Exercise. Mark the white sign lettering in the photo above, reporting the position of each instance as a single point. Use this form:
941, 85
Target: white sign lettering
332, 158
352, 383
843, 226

____________________

## Short task
Rewrite every line of the listing above, adding 54 to each x and y coordinate in the answers and leaving all other lines unchanged.

## Task solution
Exercise. Mark the white sign lettering in the photo above, reporting the position of each instance as a single point. Use this form:
941, 85
Target: white sign lettering
386, 212
406, 437
897, 280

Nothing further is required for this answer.